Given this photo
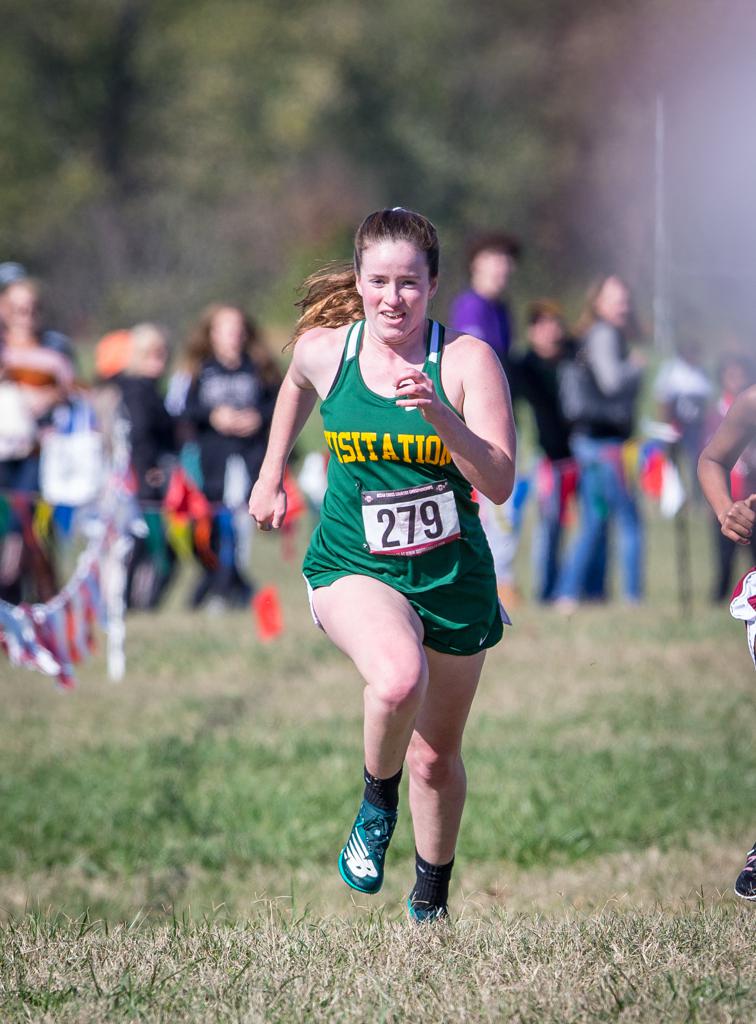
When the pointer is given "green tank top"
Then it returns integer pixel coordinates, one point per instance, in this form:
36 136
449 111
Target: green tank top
396 507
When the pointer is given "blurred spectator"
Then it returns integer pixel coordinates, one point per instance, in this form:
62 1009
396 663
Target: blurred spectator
229 403
36 374
682 390
153 444
533 377
112 354
602 413
737 373
483 311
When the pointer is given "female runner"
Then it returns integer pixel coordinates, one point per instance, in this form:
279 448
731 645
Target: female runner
399 570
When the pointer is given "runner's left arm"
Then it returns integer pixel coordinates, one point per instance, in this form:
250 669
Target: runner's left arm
733 434
483 444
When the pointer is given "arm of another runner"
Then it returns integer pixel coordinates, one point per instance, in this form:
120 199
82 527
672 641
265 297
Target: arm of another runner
305 378
733 434
483 444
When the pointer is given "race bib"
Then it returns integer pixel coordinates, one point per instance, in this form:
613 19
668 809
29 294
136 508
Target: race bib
410 521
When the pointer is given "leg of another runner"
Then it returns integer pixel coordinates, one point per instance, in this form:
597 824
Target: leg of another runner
378 629
437 781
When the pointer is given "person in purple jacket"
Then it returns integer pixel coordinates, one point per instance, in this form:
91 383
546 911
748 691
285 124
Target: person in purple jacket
483 312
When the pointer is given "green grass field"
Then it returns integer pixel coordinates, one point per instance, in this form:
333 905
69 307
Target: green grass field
168 846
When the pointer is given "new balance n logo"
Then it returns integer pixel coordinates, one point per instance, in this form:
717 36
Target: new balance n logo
357 858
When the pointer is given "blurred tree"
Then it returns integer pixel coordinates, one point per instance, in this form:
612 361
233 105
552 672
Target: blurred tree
155 156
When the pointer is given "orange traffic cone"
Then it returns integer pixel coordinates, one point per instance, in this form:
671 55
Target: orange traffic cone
266 608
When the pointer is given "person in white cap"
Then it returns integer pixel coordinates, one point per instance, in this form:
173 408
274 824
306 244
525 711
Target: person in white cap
736 434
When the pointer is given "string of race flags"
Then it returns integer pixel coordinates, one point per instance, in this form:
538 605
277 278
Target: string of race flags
55 636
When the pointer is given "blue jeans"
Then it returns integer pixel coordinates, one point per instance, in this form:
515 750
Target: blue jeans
555 487
604 497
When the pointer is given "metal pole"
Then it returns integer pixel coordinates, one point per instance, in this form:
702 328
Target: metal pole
662 333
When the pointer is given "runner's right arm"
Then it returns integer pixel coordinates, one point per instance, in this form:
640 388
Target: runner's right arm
305 378
736 431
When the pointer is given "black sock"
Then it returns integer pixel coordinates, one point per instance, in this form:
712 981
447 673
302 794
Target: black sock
431 887
382 793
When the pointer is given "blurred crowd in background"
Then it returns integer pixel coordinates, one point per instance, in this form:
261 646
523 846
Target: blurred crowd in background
195 416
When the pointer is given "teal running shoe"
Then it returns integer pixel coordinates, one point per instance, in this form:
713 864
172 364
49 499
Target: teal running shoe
361 862
422 912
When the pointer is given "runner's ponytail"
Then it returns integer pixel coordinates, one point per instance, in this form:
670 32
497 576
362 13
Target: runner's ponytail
331 299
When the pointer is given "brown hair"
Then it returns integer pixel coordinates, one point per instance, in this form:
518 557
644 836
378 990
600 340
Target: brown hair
331 298
199 346
588 314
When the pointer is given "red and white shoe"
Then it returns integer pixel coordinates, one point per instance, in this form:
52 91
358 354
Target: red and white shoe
743 606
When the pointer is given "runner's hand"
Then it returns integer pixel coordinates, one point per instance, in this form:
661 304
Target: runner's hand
415 390
738 522
267 505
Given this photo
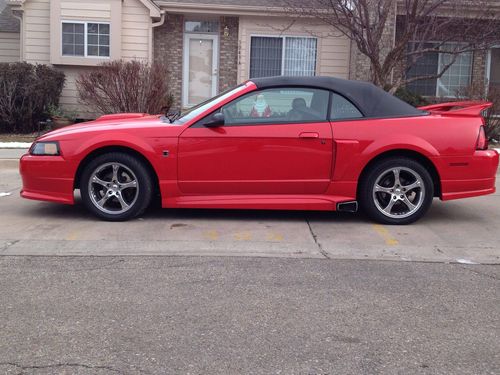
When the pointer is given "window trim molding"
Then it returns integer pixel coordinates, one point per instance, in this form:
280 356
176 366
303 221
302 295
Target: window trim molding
439 62
85 38
282 37
487 70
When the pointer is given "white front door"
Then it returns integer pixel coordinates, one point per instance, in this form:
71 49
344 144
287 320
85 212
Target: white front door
200 69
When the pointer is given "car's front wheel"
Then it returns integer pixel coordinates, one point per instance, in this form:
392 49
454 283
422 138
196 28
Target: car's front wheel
116 187
396 191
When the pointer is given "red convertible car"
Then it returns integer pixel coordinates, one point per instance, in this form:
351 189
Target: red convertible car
295 143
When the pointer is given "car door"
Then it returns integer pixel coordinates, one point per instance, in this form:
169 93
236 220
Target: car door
273 141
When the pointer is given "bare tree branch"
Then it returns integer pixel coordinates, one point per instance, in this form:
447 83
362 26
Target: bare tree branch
450 27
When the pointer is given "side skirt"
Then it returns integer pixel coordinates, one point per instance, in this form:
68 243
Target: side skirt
259 202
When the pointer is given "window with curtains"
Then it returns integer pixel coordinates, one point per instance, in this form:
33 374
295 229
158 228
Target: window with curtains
493 73
85 39
275 56
456 77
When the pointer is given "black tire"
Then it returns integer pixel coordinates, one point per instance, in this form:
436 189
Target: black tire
386 201
126 199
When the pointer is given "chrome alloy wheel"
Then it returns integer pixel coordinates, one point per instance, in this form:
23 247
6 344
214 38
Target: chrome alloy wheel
398 192
113 188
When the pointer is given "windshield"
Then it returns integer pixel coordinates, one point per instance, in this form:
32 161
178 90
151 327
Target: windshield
192 112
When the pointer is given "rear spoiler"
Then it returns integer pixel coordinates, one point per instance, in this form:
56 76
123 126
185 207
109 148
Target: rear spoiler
121 116
467 108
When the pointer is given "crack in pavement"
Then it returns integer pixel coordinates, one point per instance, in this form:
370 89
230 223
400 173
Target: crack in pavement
57 365
481 273
7 245
315 238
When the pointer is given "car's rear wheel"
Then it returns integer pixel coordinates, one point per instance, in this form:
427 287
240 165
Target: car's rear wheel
116 187
396 191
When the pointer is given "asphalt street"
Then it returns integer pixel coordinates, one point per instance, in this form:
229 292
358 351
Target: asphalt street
463 231
247 292
230 315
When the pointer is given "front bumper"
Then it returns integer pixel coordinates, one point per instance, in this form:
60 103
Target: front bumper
472 177
47 178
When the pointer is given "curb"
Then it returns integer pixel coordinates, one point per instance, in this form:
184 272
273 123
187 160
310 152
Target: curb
9 163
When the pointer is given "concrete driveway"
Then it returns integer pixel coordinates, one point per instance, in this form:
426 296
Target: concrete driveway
464 231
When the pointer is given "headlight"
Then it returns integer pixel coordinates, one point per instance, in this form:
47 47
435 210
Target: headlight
45 148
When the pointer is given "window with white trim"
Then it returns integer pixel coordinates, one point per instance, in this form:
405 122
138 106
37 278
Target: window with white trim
456 77
85 39
283 55
494 67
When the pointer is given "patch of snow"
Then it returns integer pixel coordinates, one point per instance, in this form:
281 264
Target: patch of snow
466 261
15 145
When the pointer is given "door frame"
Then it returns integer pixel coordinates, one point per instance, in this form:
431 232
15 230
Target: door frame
185 65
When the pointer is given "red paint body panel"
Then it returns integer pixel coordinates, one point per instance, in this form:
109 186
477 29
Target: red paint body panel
280 166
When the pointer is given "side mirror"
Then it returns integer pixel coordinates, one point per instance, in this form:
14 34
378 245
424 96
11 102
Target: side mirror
215 120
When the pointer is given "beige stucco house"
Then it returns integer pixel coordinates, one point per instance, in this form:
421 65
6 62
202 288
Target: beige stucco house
209 45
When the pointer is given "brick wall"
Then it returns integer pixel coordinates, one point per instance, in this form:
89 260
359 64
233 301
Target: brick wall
168 47
228 59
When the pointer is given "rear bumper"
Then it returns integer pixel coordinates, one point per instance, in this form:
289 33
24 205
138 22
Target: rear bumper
46 178
471 178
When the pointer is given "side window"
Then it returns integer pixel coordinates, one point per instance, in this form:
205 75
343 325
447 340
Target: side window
279 105
343 109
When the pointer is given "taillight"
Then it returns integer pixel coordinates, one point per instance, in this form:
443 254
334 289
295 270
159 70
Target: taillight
482 141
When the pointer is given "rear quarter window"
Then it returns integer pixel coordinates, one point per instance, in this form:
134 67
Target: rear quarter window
343 109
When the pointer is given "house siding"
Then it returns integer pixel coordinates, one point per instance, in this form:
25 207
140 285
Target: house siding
168 49
333 55
132 39
36 28
10 47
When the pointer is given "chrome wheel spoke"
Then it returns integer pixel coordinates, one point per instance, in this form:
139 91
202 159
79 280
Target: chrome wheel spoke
113 197
115 172
397 181
403 198
101 202
127 185
382 189
412 186
389 206
122 202
408 204
99 181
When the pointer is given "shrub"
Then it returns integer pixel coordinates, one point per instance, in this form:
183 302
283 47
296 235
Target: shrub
126 86
26 91
482 91
414 99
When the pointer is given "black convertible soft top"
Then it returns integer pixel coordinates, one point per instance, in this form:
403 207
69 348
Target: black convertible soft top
371 100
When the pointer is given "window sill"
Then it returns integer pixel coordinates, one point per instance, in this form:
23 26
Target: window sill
82 61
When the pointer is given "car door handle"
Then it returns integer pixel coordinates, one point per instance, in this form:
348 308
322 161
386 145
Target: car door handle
309 135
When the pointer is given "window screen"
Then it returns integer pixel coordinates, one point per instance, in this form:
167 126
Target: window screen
73 39
265 57
98 39
275 56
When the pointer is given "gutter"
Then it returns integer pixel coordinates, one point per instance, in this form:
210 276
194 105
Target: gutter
177 7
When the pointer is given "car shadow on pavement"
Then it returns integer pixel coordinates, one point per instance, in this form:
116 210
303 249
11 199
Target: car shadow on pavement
438 212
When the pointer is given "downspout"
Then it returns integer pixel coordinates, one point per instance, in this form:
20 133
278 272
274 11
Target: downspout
161 22
21 34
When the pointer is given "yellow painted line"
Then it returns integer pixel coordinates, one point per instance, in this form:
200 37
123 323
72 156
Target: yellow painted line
73 236
274 236
212 235
384 233
243 236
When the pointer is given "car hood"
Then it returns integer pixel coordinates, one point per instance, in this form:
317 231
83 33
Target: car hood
108 123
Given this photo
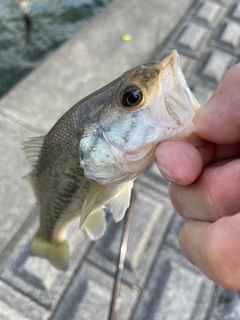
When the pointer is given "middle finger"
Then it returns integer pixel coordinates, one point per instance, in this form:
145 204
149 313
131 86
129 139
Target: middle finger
213 195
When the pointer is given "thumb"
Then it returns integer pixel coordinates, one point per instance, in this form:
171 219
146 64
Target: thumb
218 120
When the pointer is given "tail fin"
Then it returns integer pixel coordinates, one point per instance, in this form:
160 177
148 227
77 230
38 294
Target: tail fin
56 253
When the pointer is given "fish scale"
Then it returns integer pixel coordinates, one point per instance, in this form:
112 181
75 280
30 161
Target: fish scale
96 150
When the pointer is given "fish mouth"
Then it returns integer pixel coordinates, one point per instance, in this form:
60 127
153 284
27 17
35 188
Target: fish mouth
175 104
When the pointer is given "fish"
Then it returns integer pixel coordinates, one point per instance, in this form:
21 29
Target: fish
93 154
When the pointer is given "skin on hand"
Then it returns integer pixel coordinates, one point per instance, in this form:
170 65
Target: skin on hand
205 186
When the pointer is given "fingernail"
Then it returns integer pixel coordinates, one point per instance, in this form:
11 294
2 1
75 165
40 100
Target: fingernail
166 173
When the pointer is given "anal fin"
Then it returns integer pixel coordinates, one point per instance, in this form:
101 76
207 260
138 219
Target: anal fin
95 224
120 203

= = = = =

* _Exercise_: Find every line in the entries above that contains the string "front", and copy each of those lines.

* _Exercise response_:
When the pointer is given "white front door"
Target: white front door
When the pointer is given "car's front wheel"
Target: car's front wheel
When the pointer is given "front bumper"
Target: front bumper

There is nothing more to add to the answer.